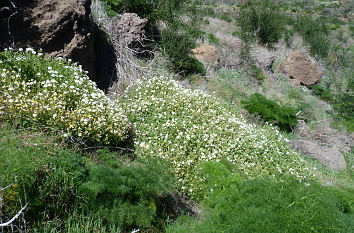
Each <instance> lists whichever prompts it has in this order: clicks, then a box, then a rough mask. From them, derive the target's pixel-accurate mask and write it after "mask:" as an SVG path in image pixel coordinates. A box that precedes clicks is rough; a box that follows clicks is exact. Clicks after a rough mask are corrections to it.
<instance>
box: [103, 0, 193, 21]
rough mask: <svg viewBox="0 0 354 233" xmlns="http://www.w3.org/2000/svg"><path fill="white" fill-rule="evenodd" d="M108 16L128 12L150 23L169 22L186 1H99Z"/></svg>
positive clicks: (106, 0)
mask: <svg viewBox="0 0 354 233" xmlns="http://www.w3.org/2000/svg"><path fill="white" fill-rule="evenodd" d="M101 1H102V2H103V3H104V5H105V6H106V11H107V12H109V13H110V15H112V16H113V15H115V14H117V13H123V12H130V13H136V14H138V15H139V16H140V17H142V18H146V19H148V20H149V22H150V23H155V22H157V21H159V20H169V19H170V18H171V16H174V14H175V13H176V12H178V11H179V9H180V8H181V6H182V5H183V4H184V3H185V2H186V0H101Z"/></svg>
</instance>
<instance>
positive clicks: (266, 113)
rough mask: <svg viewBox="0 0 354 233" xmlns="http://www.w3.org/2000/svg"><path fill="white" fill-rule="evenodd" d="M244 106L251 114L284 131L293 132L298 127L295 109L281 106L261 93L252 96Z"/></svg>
mask: <svg viewBox="0 0 354 233" xmlns="http://www.w3.org/2000/svg"><path fill="white" fill-rule="evenodd" d="M242 104H243V105H244V107H245V109H246V110H247V111H248V112H249V113H250V114H259V115H261V116H262V118H263V119H264V120H265V121H267V122H272V123H275V124H277V125H279V127H280V129H282V130H287V131H292V129H293V128H294V127H295V126H296V125H297V117H296V111H295V109H292V108H290V107H286V106H280V105H279V104H277V103H275V102H274V101H272V100H269V99H267V98H265V97H264V96H263V95H261V94H259V93H255V94H252V95H251V96H250V97H249V98H248V99H247V100H244V101H242Z"/></svg>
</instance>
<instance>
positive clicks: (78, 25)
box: [0, 0, 116, 89]
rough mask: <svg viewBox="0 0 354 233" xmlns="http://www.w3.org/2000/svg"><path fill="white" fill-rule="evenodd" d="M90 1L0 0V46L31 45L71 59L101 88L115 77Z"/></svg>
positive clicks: (57, 55)
mask: <svg viewBox="0 0 354 233" xmlns="http://www.w3.org/2000/svg"><path fill="white" fill-rule="evenodd" d="M90 5H91V0H62V1H57V0H2V1H0V49H1V50H2V49H4V48H6V47H10V46H11V47H14V48H20V47H22V48H26V47H32V48H34V49H36V50H38V49H42V51H43V52H44V53H46V54H48V55H49V56H53V57H64V58H71V59H72V60H73V61H74V62H78V63H80V64H81V65H82V66H83V68H84V69H85V70H87V71H88V72H89V76H90V77H91V78H93V79H94V80H95V81H97V82H98V83H99V84H100V87H101V88H103V89H105V88H107V87H108V86H109V85H110V83H111V82H112V81H113V80H115V79H116V77H115V72H114V67H115V65H114V63H115V55H114V51H113V48H112V47H111V46H110V45H109V43H108V42H107V41H106V40H104V36H103V37H102V35H100V34H101V32H100V31H99V30H98V29H97V27H96V26H95V25H94V24H93V23H92V21H91V20H90V13H91V11H90Z"/></svg>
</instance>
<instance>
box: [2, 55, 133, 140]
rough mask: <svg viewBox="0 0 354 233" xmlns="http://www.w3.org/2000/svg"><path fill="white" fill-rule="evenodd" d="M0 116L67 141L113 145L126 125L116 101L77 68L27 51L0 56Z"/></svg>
mask: <svg viewBox="0 0 354 233" xmlns="http://www.w3.org/2000/svg"><path fill="white" fill-rule="evenodd" d="M0 80H1V82H0V117H1V118H5V119H8V120H10V121H12V120H14V119H18V120H19V121H21V122H25V123H29V124H34V123H39V124H42V125H45V126H49V127H52V128H54V129H56V130H61V131H64V133H65V134H66V136H67V137H70V136H73V137H76V138H83V139H85V140H86V141H87V142H91V143H99V144H111V145H118V144H121V143H122V142H124V141H125V140H126V139H127V138H128V136H129V131H130V123H129V121H128V119H127V117H126V116H125V114H124V112H123V110H122V109H121V107H120V106H119V103H118V102H113V101H111V100H110V99H109V98H108V97H106V96H105V95H104V93H103V91H101V90H99V89H98V88H97V87H96V84H95V83H94V82H92V81H91V80H89V78H88V76H87V75H86V73H85V72H84V71H83V70H82V69H81V66H78V65H75V64H70V63H69V62H68V61H66V60H63V59H51V58H46V57H43V55H42V54H40V53H38V54H37V53H36V52H35V51H34V50H32V49H26V51H19V52H14V51H11V50H8V51H4V52H1V53H0Z"/></svg>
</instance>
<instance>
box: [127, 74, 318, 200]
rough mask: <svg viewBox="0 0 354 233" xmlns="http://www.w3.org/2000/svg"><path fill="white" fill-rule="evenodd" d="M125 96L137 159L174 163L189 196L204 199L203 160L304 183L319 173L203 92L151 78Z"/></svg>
mask: <svg viewBox="0 0 354 233" xmlns="http://www.w3.org/2000/svg"><path fill="white" fill-rule="evenodd" d="M126 95H127V97H126V99H125V100H124V102H125V105H124V106H125V109H126V111H127V114H128V117H129V119H130V120H131V121H132V122H133V124H134V126H135V128H136V138H135V139H134V144H135V149H136V151H135V153H136V155H137V156H139V157H145V158H153V157H159V158H163V159H165V160H167V161H169V162H170V163H171V165H172V166H173V167H174V172H175V175H176V177H177V178H178V179H179V184H180V189H181V190H182V191H183V192H184V193H185V194H187V195H189V196H192V197H194V198H199V196H200V190H201V185H202V183H203V182H204V180H203V177H202V176H201V175H200V174H199V170H198V166H199V164H200V163H201V162H202V161H219V160H221V159H226V160H228V161H230V162H231V163H233V164H235V165H236V166H238V167H239V168H240V170H241V171H243V172H244V173H245V174H247V175H249V176H250V177H255V176H264V175H274V176H276V175H279V174H291V175H294V176H295V177H297V178H298V179H300V180H304V179H306V178H308V177H311V176H312V175H314V170H313V168H312V167H310V166H309V164H307V163H306V162H305V161H303V160H302V159H301V157H300V156H299V155H298V154H297V153H294V152H293V151H292V150H291V149H290V147H289V146H288V145H287V143H286V141H285V140H284V139H283V138H282V136H281V135H280V133H279V132H277V131H276V130H275V129H274V128H271V127H270V126H267V125H266V126H264V127H263V128H257V127H256V126H255V125H251V124H248V123H246V121H245V120H244V119H243V118H242V117H241V116H240V115H239V114H238V113H236V112H234V111H233V110H232V109H230V107H229V106H228V105H223V104H222V103H220V100H218V99H216V98H214V97H212V96H209V95H207V94H205V93H203V92H201V91H191V90H188V89H184V88H183V87H181V86H180V85H178V84H177V82H176V81H173V80H169V79H168V78H165V77H150V78H146V79H144V80H141V81H139V82H137V84H136V85H134V86H131V87H130V88H128V90H127V93H126ZM284 124H285V123H284Z"/></svg>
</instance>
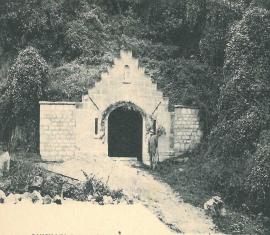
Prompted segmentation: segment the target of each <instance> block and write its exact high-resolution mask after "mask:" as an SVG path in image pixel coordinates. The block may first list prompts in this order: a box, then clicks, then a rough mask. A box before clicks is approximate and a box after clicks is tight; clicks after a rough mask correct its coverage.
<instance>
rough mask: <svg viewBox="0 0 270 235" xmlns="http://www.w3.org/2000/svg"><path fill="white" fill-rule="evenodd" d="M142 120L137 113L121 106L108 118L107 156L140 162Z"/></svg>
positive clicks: (142, 124) (140, 116)
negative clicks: (127, 157)
mask: <svg viewBox="0 0 270 235" xmlns="http://www.w3.org/2000/svg"><path fill="white" fill-rule="evenodd" d="M142 127H143V118H142V115H141V113H140V112H139V111H136V110H134V109H128V108H127V107H125V106H121V107H118V108H116V109H115V110H113V111H112V112H111V113H110V115H109V117H108V155H109V156H110V157H133V158H137V159H138V160H140V161H141V160H142V135H143V133H142V132H143V130H142Z"/></svg>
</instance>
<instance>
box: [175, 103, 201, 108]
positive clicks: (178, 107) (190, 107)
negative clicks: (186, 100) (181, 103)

-=-=-=-=-

Task prompt =>
Nothing but the lines from the one with "positive clicks: (178, 107) (190, 107)" through the last line of the data should appear; print them exactly.

Solved problem =>
positive clicks: (178, 107) (190, 107)
negative clicks: (186, 100) (181, 103)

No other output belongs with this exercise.